== SHORT PROBLEM 1 ==
Retype the rows starting at the line that contains "Field-scouting task: mark every instance of the curved" and running through the end of the rows, both ends included.

== SOURCE TEXT ==

|WikiProject Chemicals / Core||(Rated B-class, Mid-importance)|
The sentance "Once again, although chemically related, hydriodic acid is not pure HI but a mixture containing it." is not really necessary. all acids are of this nature, the very definition of acid is 'a substance in an aqeous solution'. Now, i can see the point of listing that HI is normally 98-99% or whatever was listed, but i think the sentance above should be removed and just say, "according to the definition of acid(and then we will put a link there), HI contains little water in solution." —Preceding unsigned comment added by 188.8.131.52 (talk) 21:01, 2 May 2009 (UTC)
HI solubility in water
Under 'Properties of hydrogen iodide' it says: "One liter of water will dissolve 425 liters of HI [...]" Isn't it a bit unclear what is meant here (bear in mind I'm no chemist)? Is it 425 liters of (gaseous) HI at 20 degrees celsius? Gaseous HI has, I presume, a fairly low density which would mean 425 liters of HI isn't very much.
- 425 is quite a lot, assuming normal pressure and temperature. It is almost 20 moles, or more than 2 kilograms. --Itub (talk) 14:07, 9 July 2008 (UTC)
425 litres of any gas is not meaningful without further qualification. You should include ideally density (e.g. molar density per litre) or temperature and pressure (e.g. SLC: 25deg C @ 1 atm). — Preceding unsigned comment added by 184.108.40.206 (talk) 09:30, 13 August 2011 (UTC)
Comment from article
I leave it to others to outline the chemical formula for this reaction.
- Unsigned comment left in the article, moved here by Ziggurat 01:29, 13 February 2006 (UTC)
- It seems to me this article falls into a 1st year chemistry trap: at one point it seems to overlook the fact that when an acid is dissolved into ions, it does not protonate. The proton simply does not exist freely in solution. Instead, we observe the hydronium ion (H3O+) and the equation must include water for it to be a balanced equation as a result. I'll alter it and leave you all to pick at it :) Mattabat 22:06, 3 February 2007 (UTC)

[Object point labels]
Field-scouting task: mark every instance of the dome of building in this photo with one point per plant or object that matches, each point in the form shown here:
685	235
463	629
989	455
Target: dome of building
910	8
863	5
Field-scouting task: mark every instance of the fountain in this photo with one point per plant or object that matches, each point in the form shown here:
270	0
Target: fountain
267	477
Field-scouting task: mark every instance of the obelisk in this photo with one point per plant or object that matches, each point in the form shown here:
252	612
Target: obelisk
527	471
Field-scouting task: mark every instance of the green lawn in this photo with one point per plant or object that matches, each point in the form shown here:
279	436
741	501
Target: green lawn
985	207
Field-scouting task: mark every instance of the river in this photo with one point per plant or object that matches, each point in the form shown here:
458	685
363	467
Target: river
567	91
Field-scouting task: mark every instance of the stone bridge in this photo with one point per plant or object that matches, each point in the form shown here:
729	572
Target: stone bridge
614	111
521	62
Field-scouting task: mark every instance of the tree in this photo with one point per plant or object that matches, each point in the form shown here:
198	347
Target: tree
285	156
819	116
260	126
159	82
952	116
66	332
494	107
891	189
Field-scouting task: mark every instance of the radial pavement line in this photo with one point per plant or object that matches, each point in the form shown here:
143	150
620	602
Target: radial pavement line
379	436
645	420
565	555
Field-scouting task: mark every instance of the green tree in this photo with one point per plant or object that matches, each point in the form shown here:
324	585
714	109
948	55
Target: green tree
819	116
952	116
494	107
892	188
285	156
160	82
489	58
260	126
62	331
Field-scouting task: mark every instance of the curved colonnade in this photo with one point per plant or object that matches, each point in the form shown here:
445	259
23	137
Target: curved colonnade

== SHORT PROBLEM 2 ==
According to the hydrogen iodide talk page, what is observed in solution in place of a free proton?

== WRITTEN REPLY 1 ==
Field-scouting task: mark every instance of the curved colonnade in this photo with one point per plant or object that matches, each point in the form shown here:
445	259
23	137
Target: curved colonnade

== WRITTEN REPLY 2 ==
The hydronium ion (H3O+).